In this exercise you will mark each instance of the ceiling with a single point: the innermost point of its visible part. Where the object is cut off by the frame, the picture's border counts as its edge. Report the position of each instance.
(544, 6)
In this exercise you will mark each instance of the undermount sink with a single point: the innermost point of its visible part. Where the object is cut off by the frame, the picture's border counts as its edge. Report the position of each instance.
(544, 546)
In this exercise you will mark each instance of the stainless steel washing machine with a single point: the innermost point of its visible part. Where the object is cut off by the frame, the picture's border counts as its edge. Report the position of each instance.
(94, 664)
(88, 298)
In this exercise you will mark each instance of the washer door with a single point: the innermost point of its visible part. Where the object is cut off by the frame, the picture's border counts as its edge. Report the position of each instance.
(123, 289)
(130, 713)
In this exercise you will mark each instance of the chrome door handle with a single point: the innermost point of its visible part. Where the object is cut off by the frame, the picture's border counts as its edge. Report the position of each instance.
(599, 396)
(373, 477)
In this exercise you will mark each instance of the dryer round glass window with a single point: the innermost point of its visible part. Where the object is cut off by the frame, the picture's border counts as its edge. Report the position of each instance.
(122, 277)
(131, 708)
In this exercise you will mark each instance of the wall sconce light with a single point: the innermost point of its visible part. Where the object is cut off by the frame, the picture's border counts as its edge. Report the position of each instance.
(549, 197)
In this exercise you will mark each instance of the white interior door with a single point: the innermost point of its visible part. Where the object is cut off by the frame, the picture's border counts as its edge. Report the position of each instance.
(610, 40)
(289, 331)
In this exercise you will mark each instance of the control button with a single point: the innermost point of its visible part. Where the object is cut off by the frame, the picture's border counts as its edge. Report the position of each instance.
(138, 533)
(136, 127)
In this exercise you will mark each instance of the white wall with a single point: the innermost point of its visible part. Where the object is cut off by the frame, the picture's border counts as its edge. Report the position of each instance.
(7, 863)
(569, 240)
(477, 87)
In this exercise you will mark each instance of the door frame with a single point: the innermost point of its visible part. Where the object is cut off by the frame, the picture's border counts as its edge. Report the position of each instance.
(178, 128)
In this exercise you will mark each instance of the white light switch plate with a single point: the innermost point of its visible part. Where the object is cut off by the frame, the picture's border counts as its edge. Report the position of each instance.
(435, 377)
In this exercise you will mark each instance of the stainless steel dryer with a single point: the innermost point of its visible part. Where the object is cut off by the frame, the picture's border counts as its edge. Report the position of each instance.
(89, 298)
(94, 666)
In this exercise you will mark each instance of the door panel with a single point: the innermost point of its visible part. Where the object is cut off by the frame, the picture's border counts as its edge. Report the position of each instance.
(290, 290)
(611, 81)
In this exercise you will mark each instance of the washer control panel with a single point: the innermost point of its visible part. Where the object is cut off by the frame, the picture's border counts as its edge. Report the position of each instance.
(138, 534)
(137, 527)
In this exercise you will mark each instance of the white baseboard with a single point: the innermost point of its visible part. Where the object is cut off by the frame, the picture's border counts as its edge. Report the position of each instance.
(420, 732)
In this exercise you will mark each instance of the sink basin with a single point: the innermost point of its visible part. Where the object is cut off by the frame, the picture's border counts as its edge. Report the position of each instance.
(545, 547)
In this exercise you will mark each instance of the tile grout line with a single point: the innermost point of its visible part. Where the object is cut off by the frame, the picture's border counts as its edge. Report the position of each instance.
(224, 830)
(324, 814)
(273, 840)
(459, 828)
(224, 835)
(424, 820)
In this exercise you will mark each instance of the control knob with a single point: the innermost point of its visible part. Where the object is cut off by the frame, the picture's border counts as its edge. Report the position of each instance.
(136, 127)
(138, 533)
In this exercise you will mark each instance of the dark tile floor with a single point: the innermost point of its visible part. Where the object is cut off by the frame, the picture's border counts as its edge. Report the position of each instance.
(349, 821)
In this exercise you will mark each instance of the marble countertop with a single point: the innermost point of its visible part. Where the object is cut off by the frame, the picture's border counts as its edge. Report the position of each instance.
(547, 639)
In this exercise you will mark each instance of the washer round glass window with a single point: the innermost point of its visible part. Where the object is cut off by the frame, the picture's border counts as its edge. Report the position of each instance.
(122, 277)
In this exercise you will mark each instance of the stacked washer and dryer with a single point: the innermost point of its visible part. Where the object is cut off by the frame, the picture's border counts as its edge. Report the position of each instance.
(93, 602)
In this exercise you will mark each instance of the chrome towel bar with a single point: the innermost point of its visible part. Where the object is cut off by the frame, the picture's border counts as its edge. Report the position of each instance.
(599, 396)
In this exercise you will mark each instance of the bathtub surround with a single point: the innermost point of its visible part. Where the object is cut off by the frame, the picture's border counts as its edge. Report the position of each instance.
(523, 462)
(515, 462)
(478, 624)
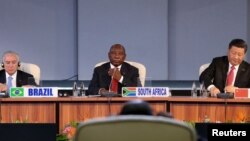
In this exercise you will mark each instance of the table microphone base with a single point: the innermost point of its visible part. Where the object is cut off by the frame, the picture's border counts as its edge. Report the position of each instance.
(225, 95)
(110, 94)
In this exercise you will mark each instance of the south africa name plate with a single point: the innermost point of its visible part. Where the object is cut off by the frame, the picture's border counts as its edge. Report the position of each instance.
(145, 92)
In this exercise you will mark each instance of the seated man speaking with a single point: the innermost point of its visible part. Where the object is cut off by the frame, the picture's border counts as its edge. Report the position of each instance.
(113, 75)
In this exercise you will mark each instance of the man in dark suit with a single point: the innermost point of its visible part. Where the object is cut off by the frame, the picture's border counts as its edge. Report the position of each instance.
(116, 70)
(217, 76)
(10, 76)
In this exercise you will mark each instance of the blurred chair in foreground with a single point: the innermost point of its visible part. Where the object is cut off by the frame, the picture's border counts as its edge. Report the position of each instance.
(134, 128)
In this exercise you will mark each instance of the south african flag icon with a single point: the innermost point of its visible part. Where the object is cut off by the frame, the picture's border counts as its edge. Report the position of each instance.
(129, 91)
(17, 92)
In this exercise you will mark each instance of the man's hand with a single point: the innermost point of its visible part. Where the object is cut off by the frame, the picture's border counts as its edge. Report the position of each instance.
(230, 89)
(3, 87)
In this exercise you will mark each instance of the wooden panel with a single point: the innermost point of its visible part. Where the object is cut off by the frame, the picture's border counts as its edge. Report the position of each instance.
(197, 111)
(30, 112)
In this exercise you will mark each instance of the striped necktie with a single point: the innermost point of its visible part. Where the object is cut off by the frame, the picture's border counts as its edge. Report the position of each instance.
(230, 76)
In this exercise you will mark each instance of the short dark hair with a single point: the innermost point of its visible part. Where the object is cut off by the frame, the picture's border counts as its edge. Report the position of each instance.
(238, 43)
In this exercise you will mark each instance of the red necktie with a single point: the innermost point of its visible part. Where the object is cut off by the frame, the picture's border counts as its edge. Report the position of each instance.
(114, 85)
(230, 76)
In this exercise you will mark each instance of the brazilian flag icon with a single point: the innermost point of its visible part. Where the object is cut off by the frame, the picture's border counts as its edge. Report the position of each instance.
(17, 92)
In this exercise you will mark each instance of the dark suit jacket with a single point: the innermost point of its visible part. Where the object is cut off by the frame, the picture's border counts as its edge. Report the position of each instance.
(216, 74)
(23, 78)
(101, 79)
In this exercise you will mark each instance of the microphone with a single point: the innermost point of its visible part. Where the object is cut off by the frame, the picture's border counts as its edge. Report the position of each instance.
(225, 95)
(110, 93)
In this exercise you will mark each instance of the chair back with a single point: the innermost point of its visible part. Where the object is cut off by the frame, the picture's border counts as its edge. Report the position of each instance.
(31, 69)
(141, 68)
(134, 128)
(203, 67)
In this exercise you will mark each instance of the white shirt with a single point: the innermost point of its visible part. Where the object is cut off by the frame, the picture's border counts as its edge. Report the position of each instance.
(229, 68)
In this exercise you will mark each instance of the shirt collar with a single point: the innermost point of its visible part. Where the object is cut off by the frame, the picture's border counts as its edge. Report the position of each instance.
(112, 66)
(13, 76)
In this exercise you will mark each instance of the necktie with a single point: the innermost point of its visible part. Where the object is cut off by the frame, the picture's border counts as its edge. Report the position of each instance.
(230, 76)
(9, 83)
(114, 85)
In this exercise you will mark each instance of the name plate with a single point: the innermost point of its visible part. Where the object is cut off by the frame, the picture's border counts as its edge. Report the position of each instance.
(145, 92)
(34, 92)
(242, 93)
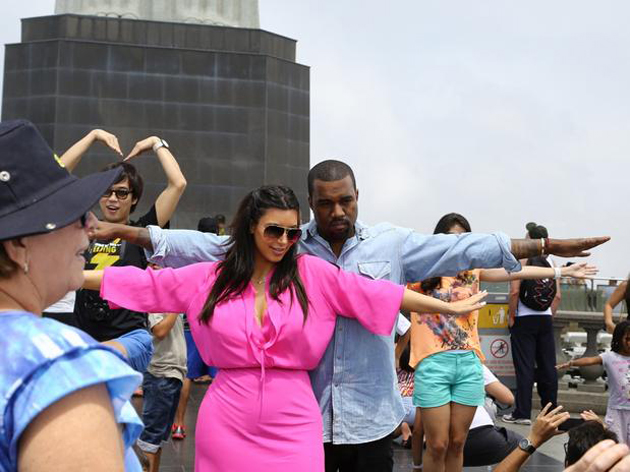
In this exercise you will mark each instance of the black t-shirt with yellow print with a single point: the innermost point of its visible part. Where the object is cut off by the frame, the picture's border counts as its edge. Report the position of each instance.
(93, 313)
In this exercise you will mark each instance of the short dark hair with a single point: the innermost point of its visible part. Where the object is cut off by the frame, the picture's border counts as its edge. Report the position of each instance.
(208, 225)
(136, 184)
(616, 344)
(536, 231)
(329, 171)
(446, 223)
(585, 436)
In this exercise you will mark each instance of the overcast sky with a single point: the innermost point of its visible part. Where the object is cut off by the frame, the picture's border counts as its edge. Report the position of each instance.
(506, 112)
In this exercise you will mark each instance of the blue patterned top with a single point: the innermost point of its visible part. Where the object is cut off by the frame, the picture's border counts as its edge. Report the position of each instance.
(42, 362)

═══

Beginning with the line that contains "In this exercise you will mark each instance of the overcast" and ending with the last line of the data above, return those lines exactly and nothing else.

In this exercise you will mark each instance of the overcast sky with a single point: the innermost point of its visible part. Where the object is cut off by the frame, the picture's border counts as its edge. Report the position of each instance.
(506, 112)
In this exercise you will mark each instance of the blue patterned top with a single point: the innermost point of its visible part. Where the object is cut off by the frame, the picture's border counts as its edge. Report the position of each instance.
(42, 362)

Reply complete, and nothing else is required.